WORK REQUIRED
Your task is to output the entries below word for word.

RECORDS SUPPLIED
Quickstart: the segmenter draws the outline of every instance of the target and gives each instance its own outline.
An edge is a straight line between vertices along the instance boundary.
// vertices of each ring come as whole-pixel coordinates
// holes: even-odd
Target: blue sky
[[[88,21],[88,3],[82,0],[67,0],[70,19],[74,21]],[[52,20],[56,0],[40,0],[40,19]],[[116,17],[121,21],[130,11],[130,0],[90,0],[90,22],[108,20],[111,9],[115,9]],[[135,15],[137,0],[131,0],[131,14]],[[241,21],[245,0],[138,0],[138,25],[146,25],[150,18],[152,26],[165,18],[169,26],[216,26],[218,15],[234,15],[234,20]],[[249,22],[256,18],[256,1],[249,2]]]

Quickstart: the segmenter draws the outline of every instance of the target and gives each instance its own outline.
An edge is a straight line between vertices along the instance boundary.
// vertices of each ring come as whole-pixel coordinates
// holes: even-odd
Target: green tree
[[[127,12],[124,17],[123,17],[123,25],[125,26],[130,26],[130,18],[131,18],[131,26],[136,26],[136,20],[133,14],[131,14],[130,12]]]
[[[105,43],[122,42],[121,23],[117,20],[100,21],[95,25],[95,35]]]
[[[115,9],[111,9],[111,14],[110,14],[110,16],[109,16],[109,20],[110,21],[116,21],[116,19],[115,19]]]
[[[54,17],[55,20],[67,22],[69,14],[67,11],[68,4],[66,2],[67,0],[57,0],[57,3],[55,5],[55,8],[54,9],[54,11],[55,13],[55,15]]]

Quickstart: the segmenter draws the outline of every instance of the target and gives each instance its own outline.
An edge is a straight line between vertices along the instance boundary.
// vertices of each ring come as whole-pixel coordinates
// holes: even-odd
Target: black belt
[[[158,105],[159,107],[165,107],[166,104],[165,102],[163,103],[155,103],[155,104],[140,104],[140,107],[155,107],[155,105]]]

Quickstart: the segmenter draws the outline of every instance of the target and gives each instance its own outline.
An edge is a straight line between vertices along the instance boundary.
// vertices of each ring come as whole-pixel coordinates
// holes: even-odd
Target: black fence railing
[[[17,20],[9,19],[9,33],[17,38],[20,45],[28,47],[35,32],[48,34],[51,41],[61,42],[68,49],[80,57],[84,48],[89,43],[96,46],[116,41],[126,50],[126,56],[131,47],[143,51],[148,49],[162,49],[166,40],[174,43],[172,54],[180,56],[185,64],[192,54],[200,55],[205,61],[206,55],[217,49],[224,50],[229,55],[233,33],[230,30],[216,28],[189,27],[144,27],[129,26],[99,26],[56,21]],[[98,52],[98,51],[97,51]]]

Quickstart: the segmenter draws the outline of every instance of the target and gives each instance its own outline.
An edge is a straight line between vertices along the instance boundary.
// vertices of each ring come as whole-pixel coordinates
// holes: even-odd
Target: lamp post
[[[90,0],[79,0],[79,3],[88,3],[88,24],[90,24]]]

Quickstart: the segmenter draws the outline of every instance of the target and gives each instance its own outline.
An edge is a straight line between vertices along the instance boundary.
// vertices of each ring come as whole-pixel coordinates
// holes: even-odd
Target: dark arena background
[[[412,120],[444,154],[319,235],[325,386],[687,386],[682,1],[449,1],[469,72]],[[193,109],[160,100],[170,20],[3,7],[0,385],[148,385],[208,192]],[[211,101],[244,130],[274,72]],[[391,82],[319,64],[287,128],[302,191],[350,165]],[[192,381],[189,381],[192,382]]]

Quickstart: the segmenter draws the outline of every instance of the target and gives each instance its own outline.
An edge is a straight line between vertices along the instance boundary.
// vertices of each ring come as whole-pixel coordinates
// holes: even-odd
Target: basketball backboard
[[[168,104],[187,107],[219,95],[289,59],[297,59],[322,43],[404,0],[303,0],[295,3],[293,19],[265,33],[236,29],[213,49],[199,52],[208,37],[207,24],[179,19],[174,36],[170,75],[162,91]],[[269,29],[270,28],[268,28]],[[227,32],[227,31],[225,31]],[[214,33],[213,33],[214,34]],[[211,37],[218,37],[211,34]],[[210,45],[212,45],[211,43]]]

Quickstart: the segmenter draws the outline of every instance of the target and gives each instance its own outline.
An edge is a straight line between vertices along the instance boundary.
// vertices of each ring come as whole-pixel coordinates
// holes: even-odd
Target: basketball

TASK RESPONSE
Quickstart: the segmenter draws the outline of every instance of the target and gives each instance its own outline.
An edge is a straight line between vertices along the instance boundary.
// vertices of each ring come as whole-pixel coordinates
// holes: even-odd
Target: blue sky
[[[88,21],[88,3],[82,0],[67,0],[70,19],[74,21]],[[52,20],[56,0],[40,0],[40,19]],[[116,17],[121,21],[130,11],[130,0],[90,0],[90,22],[108,20],[111,9],[115,9]],[[135,15],[137,0],[131,0],[131,14]],[[241,21],[245,0],[138,0],[138,25],[146,25],[150,18],[152,26],[165,18],[169,26],[216,26],[218,15],[234,15],[234,20]],[[249,22],[256,18],[256,1],[249,2]]]

Quickstart: the segmenter draws the outline of every instance of the target and gives each instance its own outline.
An edge is a straight line between vertices along the instance boundary.
// vertices of each ring come as whole-pixel coordinates
// holes: even-odd
Target: green tree
[[[127,12],[124,17],[123,17],[123,25],[125,26],[130,26],[130,18],[131,18],[131,26],[136,26],[136,20],[133,14],[131,14],[130,12]]]
[[[105,43],[122,42],[121,23],[117,20],[100,21],[95,25],[95,35]]]
[[[115,9],[111,9],[111,14],[110,14],[110,16],[109,16],[109,20],[110,21],[116,21],[116,19],[115,19]]]
[[[54,17],[55,20],[67,22],[69,14],[67,11],[68,4],[66,2],[67,0],[57,0],[57,3],[55,5],[55,8],[54,9],[54,11],[55,13],[55,15]]]

Quickstart: the segmenter draws the outline of every instance of the target and gives each instance its own outline.
An edge is a straight line between vertices along the instance boundary.
// vertices of each ring come as whole-pixel coordinates
// holes: even-odd
Target: black belt
[[[158,105],[159,107],[165,107],[166,104],[165,102],[163,103],[155,103],[155,104],[140,104],[140,107],[155,107],[155,105]]]

Quickstart: the segmenter draws the outline of every instance of the target and gives each instance its own outline.
An edge is a straight line between vertices along the instance boundary.
// vertices of each ring come as whole-pixel coordinates
// holes: even-odd
Target: black fence railing
[[[17,20],[9,19],[9,33],[17,38],[20,45],[28,47],[35,32],[48,34],[51,41],[61,42],[68,49],[80,57],[84,48],[89,43],[96,46],[116,41],[126,50],[126,56],[131,47],[143,51],[148,49],[162,49],[166,40],[174,43],[172,54],[180,56],[185,64],[192,54],[200,55],[205,61],[206,55],[217,49],[224,50],[229,55],[233,33],[230,30],[216,28],[189,27],[144,27],[129,26],[99,26],[56,21]],[[98,52],[98,51],[97,51]]]

Quickstart: the segmenter draws the outline of every instance of the target and gives each instance its own outline.
An edge is a straight line between vertices along the instance boundary.
// vertices of each ring come as whole-pixel coordinates
// holes: even-odd
Target: lamp post
[[[90,0],[79,0],[79,3],[88,3],[88,24],[90,24]]]

Quickstart: the segmenter draws the outline of every instance of the target and gives each instance its own outline.
An edge is a straight line between vertices along the instance boundary.
// vertices of each ring come as whole-pixel coordinates
// holes: even-odd
Target: dark arena background
[[[412,120],[444,154],[319,235],[325,386],[687,386],[682,1],[449,1],[469,72]],[[193,109],[160,100],[170,20],[3,7],[0,385],[148,385],[208,192]],[[211,101],[244,130],[274,72]],[[391,82],[319,64],[287,128],[302,191],[350,165]],[[192,381],[189,381],[192,382]]]

Quickstart: the segmenter draws the outline of every instance of the target and gives each instance its own outline.
An edge is a straight line between vertices along the instance boundary.
// vertices of each ring come as whole-pixel coordinates
// holes: even-odd
Target: basketball backboard
[[[168,104],[187,107],[219,95],[289,59],[297,59],[322,43],[404,0],[303,0],[295,3],[293,19],[265,33],[236,29],[213,49],[199,52],[208,37],[207,24],[179,19],[174,36],[170,75],[162,91]],[[269,29],[270,28],[268,28]],[[227,32],[227,31],[225,31]],[[214,33],[213,33],[214,34]],[[211,37],[218,37],[211,34]],[[210,45],[212,45],[211,43]]]

Quickstart: the segmenter draws the outline of every instance of the target and gives each instance its own outline.
An edge is a straight line between vertices along the instance boundary.
// vertices of each ring come as whole-pixel coordinates
// holes: even-odd
Target: basketball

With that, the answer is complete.